#### FRAGMENTO PROPORCIONADO:
::::::::

Desgraciadamente, crímenes machistas, muertes por violencia de género,
se siguen produciendo después de décadas de empeño social y político por
la igualdad de género, de leyes a favor de la misma y expresamente
contra la violencia de género, de nuevos enfoques penales y de
procedimientos judiciales respecto a crímenes machistas, así como de
innovadoras prácticas policiales para protección de mujeres maltratadas o
amenazadas por los hombres que son o fueron sus parejas. Todo ello son
logros conseguidos por un movimiento feminista presente en las dinámicas
sociales y capaz de haber hecho valer sus reivindicaciones en el campo
político. Fue paso decisivo que la violencia de género se sacara de las
sombras de la vida privada para ponerla bajo los focos de la esfera
pública, como cuestión que ahí debe estar, por más que surja desde los
ámbitos de convivencia de las vidas personales, toda vez que atañe a la
dignidad de las mujeres y a sus derechos, empezando por el derecho a la
vida. Pero, aun con todo ello, un clamor emerge desde la sociedad ante
la dura realidad de los asesinatos de mujeres que se siguen produciendo,
incesante goteo de una barbarie que debe ser erradicada de una realidad
social que ha de estar a la altura de la dignidad humana y del nivel
civilizatorio que marca la exigible igualdad entre mujeres y hombres.
Es atendiendo a dicho clamor social como se plantea la
necesidad en nuestro país de un Pacto de Estado contra la violencia de
género, como marco para adoptar nuevas decisiones políticas y medidas
más eficaces para acabar con ella. Es cierto que los objetivos de
igualdad de género ahí están como metas sociales y logros políticos que
han de reforzarse entre todas y todos, por un lado, y que la violencia
de género es conducta de individuos concretos, que debe ser sancionada
penalmente, por otro. Pero el mismo tratamiento que se le da en el
espacio público ya da a entender que, siendo cuestiones diferentes,
guardan una relación que no ha de pasarse por alto.

::::::::

Reescribe, por favor, el tramo del fragmento que va desde "Es atendiendo a" hasta "pasarse por alto.", poniendo "Acuerdo de Estado" en lugar de "Pacto de Estado". Las filas no guardan relación con el fragmento.

(Extractos del conjunto de datos de señalamiento)
::::::::

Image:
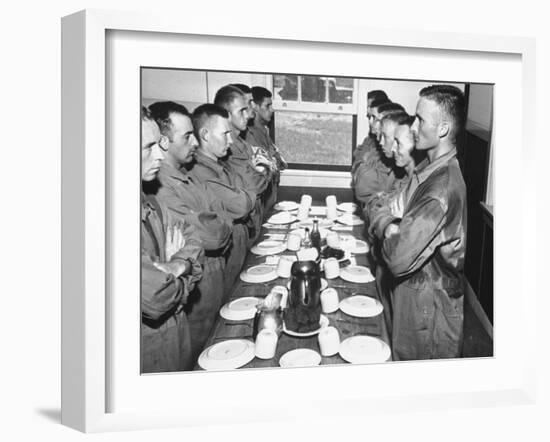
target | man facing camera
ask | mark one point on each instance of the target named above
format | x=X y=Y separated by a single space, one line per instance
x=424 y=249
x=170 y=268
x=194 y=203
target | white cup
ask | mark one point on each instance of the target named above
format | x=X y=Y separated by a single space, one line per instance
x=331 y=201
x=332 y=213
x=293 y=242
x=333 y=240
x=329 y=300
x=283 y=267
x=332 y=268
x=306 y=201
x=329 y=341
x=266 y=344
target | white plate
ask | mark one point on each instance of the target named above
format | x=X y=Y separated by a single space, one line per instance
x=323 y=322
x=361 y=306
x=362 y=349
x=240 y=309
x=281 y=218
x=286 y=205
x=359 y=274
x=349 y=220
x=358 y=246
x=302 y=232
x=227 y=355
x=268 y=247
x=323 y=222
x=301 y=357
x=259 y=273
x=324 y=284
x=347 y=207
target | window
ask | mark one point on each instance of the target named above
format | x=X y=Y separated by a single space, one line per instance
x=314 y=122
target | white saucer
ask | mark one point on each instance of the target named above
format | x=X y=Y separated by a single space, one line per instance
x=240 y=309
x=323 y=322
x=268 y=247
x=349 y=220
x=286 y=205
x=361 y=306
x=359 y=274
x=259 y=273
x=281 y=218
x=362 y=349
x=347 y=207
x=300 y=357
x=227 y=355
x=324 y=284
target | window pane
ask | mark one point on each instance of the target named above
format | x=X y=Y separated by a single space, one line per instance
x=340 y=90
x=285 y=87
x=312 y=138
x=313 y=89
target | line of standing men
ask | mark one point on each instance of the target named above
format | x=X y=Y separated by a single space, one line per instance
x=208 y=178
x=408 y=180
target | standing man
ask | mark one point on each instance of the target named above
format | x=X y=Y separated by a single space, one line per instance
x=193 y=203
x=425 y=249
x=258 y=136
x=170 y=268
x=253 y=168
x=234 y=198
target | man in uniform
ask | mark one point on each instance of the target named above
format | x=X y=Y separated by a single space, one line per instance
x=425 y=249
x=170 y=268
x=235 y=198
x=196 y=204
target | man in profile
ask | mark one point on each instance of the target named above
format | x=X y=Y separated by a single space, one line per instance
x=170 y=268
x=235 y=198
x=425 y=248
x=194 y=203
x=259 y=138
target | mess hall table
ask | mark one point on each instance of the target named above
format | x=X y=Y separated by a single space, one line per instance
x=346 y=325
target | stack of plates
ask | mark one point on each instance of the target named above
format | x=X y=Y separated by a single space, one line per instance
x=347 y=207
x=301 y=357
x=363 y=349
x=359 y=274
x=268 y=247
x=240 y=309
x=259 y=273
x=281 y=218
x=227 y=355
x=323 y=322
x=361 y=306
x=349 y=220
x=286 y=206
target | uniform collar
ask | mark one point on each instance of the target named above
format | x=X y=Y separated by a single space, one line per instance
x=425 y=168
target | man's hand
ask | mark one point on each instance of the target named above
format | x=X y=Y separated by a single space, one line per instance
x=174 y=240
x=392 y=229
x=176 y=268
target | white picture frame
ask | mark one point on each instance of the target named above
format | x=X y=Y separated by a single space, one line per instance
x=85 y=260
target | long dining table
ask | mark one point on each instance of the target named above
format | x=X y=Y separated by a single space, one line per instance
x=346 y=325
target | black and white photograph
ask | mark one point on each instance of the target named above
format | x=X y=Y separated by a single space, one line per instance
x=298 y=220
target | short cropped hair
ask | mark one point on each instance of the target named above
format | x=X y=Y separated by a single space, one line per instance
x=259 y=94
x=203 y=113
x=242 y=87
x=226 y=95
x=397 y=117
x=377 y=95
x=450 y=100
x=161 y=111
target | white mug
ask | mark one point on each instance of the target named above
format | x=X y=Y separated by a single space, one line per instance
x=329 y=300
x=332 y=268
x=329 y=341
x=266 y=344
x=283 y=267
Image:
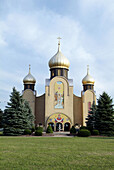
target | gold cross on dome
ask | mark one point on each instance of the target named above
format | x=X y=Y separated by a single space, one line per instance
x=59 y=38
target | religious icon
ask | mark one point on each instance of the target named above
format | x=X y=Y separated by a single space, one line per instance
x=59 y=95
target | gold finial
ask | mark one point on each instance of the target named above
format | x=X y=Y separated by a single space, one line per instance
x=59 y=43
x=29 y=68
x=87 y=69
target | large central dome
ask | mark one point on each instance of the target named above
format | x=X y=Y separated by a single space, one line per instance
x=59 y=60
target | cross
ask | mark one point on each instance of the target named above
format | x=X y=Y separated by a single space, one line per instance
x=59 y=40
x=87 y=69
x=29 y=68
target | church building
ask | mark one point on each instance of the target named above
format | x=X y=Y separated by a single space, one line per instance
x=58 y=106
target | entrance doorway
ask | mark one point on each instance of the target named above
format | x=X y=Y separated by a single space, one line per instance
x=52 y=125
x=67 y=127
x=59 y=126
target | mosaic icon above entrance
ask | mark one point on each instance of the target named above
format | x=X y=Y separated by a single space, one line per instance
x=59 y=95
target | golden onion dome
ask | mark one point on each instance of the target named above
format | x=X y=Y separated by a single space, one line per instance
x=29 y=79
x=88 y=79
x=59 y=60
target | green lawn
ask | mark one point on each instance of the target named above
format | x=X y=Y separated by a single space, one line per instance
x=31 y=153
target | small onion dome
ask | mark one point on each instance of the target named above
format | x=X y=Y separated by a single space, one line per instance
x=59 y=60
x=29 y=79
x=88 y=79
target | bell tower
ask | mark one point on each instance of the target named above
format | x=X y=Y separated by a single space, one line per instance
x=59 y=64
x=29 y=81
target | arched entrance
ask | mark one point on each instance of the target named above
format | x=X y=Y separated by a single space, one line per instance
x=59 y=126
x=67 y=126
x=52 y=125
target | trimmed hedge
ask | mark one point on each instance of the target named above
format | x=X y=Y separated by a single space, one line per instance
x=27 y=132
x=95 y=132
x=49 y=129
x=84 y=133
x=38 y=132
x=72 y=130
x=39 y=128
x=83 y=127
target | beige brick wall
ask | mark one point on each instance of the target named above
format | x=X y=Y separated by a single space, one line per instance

::::::::

#### SOLUCIÓN PROPUESTA:
Es atendiendo a dicho clamor social como se plantea la
necesidad en nuestro país de un Acuerdo de Estado contra la violencia de
género, como marco para adoptar nuevas decisiones políticas y medidas
más eficaces para acabar con ella. Es cierto que los objetivos de
igualdad de género ahí están como metas sociales y logros políticos que
han de reforzarse entre todas y todos, por un lado, y que la violencia
de género es conducta de individuos concretos, que debe ser sancionada
penalmente, por otro. Pero el mismo tratamiento que se le da en el
espacio público ya da a entender que, siendo cuestiones diferentes,
guardan una relación que no ha de pasarse por alto.